[AIM OF THE EXERCISE]: Give back the entire listing verbatim.

Named object pointing entries:
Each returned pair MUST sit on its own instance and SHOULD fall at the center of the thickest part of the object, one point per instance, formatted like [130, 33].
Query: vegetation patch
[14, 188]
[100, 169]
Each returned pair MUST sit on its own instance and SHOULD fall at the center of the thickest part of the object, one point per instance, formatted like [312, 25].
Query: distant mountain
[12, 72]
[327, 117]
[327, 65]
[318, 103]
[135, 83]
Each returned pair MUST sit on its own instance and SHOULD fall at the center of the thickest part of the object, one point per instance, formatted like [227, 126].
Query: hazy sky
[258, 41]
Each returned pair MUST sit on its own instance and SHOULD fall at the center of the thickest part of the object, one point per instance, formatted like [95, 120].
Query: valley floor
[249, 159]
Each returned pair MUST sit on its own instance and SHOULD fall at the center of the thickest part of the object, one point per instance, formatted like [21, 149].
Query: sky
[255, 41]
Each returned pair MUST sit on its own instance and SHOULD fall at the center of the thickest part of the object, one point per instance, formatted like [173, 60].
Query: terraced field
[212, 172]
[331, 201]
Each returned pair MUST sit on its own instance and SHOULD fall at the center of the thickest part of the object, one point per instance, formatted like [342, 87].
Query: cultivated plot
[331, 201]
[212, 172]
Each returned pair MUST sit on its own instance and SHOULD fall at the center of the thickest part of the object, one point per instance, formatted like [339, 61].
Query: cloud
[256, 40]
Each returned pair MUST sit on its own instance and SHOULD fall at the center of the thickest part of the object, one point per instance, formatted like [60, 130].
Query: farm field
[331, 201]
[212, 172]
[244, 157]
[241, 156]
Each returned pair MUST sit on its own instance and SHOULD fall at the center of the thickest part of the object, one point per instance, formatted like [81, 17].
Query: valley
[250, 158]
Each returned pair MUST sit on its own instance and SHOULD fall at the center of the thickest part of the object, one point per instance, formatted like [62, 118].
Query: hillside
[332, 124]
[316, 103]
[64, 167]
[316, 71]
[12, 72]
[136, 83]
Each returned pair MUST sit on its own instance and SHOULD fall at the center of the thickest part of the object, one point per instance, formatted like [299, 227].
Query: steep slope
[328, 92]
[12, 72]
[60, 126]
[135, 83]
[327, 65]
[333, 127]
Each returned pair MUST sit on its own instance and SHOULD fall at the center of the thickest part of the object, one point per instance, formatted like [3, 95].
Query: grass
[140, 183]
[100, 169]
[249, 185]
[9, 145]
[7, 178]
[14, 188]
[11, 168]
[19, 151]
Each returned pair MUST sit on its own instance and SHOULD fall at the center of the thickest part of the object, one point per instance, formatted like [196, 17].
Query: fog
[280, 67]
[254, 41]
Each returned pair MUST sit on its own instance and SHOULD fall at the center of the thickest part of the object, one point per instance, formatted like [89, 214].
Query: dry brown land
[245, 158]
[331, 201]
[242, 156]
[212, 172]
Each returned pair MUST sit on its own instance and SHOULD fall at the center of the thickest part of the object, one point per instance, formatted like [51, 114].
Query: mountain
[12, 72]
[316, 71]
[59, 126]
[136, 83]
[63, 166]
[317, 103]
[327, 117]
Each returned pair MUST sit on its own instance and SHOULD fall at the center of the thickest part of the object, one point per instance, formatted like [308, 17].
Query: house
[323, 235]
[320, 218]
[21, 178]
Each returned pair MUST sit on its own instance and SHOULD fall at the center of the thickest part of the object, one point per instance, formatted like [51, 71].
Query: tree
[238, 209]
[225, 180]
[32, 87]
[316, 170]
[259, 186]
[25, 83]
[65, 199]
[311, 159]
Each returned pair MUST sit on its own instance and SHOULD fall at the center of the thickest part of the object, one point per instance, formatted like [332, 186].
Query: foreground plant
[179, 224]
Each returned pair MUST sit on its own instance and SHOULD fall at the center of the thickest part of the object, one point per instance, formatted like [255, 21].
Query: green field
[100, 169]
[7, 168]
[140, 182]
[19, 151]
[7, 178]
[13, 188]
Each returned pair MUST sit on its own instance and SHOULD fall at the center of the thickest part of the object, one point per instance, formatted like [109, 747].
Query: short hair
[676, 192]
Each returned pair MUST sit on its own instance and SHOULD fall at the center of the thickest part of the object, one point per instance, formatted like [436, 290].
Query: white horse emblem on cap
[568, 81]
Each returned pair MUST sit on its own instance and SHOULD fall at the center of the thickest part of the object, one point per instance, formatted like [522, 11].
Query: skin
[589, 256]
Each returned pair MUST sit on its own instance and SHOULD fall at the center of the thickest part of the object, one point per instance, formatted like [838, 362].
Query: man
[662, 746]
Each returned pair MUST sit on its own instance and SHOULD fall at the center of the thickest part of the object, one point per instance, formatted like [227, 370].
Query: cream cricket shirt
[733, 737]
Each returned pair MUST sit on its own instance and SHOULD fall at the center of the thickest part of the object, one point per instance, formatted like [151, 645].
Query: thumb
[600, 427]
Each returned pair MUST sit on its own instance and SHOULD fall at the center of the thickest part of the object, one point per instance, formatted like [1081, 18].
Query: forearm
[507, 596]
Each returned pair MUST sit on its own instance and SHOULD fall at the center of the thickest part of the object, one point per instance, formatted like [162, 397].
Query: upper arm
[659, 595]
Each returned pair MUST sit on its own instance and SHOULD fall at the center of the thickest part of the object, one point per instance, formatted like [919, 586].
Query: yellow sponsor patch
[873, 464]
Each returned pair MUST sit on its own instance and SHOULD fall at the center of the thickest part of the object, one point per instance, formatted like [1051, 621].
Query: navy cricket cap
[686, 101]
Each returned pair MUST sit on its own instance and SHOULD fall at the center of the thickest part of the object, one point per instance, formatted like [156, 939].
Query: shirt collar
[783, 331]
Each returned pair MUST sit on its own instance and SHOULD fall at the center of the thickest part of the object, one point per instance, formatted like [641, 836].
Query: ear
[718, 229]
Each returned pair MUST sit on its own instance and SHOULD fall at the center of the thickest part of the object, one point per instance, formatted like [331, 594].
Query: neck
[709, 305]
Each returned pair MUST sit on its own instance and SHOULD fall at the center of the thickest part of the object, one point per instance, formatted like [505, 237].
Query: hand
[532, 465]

[WORKED SOLUTION]:
Each returned pair MUST sit on its own instance and SHOULD fall at the center of the thickest part of the object, one point per instance, formatted like [130, 33].
Query: vegetation patch
[14, 188]
[100, 169]
Each returned pair MUST sit on its own instance and SHOULD fall at the center of the thickest part of the object, one point per instance, formatted like [312, 25].
Query: distant mountain
[12, 72]
[327, 117]
[327, 65]
[318, 103]
[135, 83]
Each returned pair MUST sit on its own instance and SHOULD fall at the center of the thickest part of the object, one point per instance, formatted like [227, 126].
Query: hazy sky
[258, 41]
Each returned pair MUST sit on its own instance and SHOULD fall at the center of the thickest part of the object, one point per instance, formatted like [95, 120].
Query: valley floor
[249, 159]
Each returned pair MUST sit on its own instance and SHOULD fall at the center of the thickest part of the object, one point per instance, formatted like [21, 149].
Query: sky
[255, 41]
Each returned pair MUST sit on its own instance and SHOULD fall at the center of the thickest part of the object, one point per instance, formatted like [173, 60].
Query: terraced field
[212, 172]
[331, 201]
Each returned pair MUST sit on its own instance and SHOULD fall at the center of the thickest part of the object, one point per instance, formatted like [342, 87].
Query: cultivated plot
[331, 201]
[212, 172]
Each returned pair MUST sit on its own instance and SHOULD fall at the center of the thickest part of the object, one point per instance, formatted like [339, 61].
Query: cloud
[256, 40]
Each returned pair MUST sit on its own instance and SHOULD fall at the center of the thickest part of the object, one point per instance, formatted like [60, 130].
Query: farm field
[331, 201]
[212, 172]
[244, 157]
[241, 156]
Each returned pair MUST sit on its own instance and SHOULD fall at the center of the thickest part of the object, one point per instance, formatted like [81, 17].
Query: valley
[250, 158]
Each returned pair MUST sit on its own instance and SHOULD fall at the center of the thickest part of the object, one point per instance, formatted like [62, 118].
Query: hillside
[332, 124]
[316, 103]
[64, 167]
[316, 71]
[12, 72]
[136, 83]
Each returned pair MUST sit on its own instance and SHOULD fall at the center of the thickest part of the object, one point per instance, formatted like [299, 227].
Query: steep slope
[328, 92]
[12, 72]
[60, 126]
[135, 83]
[327, 65]
[333, 127]
Each returned pair MUST sit on its own instance and SHOULD fall at the center of the thickest part of the object, one point per instance, formatted like [3, 95].
Query: grass
[140, 183]
[100, 169]
[249, 185]
[9, 145]
[7, 178]
[14, 188]
[11, 168]
[19, 151]
Each returned pair MUST sit on its own instance and SHOULD fall at the center of the thickest part of the object, one point per instance, formatted like [196, 17].
Query: fog
[280, 67]
[254, 41]
Each returned pair MUST sit on its own instance and SHOULD fall at the center of the thickest part of the object, one point per instance, formatted like [89, 214].
Query: dry brown land
[245, 158]
[331, 201]
[242, 156]
[212, 172]
Each returned pair MUST sit on its own instance and SHOULD fall at the center of the thickest part of the object, one point per instance, formatted like [51, 114].
Query: mountain
[12, 72]
[316, 71]
[59, 126]
[136, 83]
[63, 166]
[317, 103]
[327, 117]
Each returned pair MUST sit on its own instance and SHOULD fall at the center of the thickest part of the object, one point per instance, formatted like [308, 17].
Query: house
[323, 235]
[320, 218]
[21, 178]
Each returned pair MUST sit on its own instance and SHOULD fall at the center of the thickest part of the object, one point per instance, formatted like [51, 71].
Query: tree
[238, 209]
[225, 180]
[32, 87]
[316, 170]
[259, 186]
[25, 83]
[65, 199]
[311, 159]
Each returned pair MUST sit on its own instance and SHOULD fall at the center of the thickest part of the object, one point per instance, formatted like [332, 186].
Query: foreground plant
[179, 224]
Each returned pair MUST sit on its own instance and SHOULD fall at the center of the thickest part of the object, one point per instance, formatted like [255, 21].
Query: green field
[100, 169]
[7, 168]
[140, 182]
[19, 151]
[7, 178]
[13, 188]
Each returned pair MUST sit on its own instance and SHOULD fall at the center of the thickest part of the object, one point per instance, formatted like [109, 747].
Query: short hair
[676, 192]
Each returned pair MUST sit on its own instance and SHOULD fall at the center of the thickest part of the object, one point per instance, formatted like [436, 290].
Query: white horse emblem on cap
[568, 81]
Each returned pair MUST sit on its own instance and SHOULD fall at the center of the thickest part of the object, one point per instance, formatted like [522, 11].
Query: skin
[589, 256]
Each returned pair MUST sit on its own instance and SHOULD fall at the center of the thickest part of the object, one point per instance, formatted like [838, 362].
Query: man
[662, 746]
Each returned pair MUST sit on its own instance and SHOULD fall at the center of the thickest part of the object, one point per instance, formatted like [227, 370].
Query: cream cricket shirt
[733, 737]
Each returned pair MUST sit on its own instance and SHOULD fall at the center of the thickest part of the object, one point per instance, formatted like [151, 645].
Query: thumb
[600, 427]
Each returned pair MUST sit on its own instance and SHOULD fall at the center of the thickest part of the object, one point per instance, formatted like [1081, 18].
Query: forearm
[507, 596]
Each returned pair MUST sit on its own instance and SHOULD fall at the center of the thickest part of the object, one point per instance, formatted like [162, 397].
Query: upper arm
[659, 595]
Each returned pair MUST sit on its own instance and SHOULD fall at the center of the thickest part of the object, one point per instance, formatted like [919, 586].
Query: yellow sponsor patch
[873, 464]
Each returned pair MUST sit on its own instance and SHOULD fall at the center of the thickest part of the object, one point per instance, formatted like [1051, 621].
Query: navy cricket cap
[686, 101]
Each returned pair MUST sit on its own instance and SHOULD fall at the center of the thickest part of the object, one point per instance, formatted like [156, 939].
Query: shirt collar
[783, 331]
Each returned pair MUST sit on its own instance and SHOULD fall at the center of the thickest part of the object, one point per instance, formatted like [641, 836].
Query: ear
[718, 229]
Each returned pair MUST sit on its own instance and SHOULD fall at the center of the thickest part of the object, one point per instance, formatted like [331, 594].
Query: neck
[709, 305]
Each returned pair MUST sit on its own instance and SHOULD fall at the center of the thickest part of the object, one point per instance, formatted like [505, 237].
Query: hand
[532, 465]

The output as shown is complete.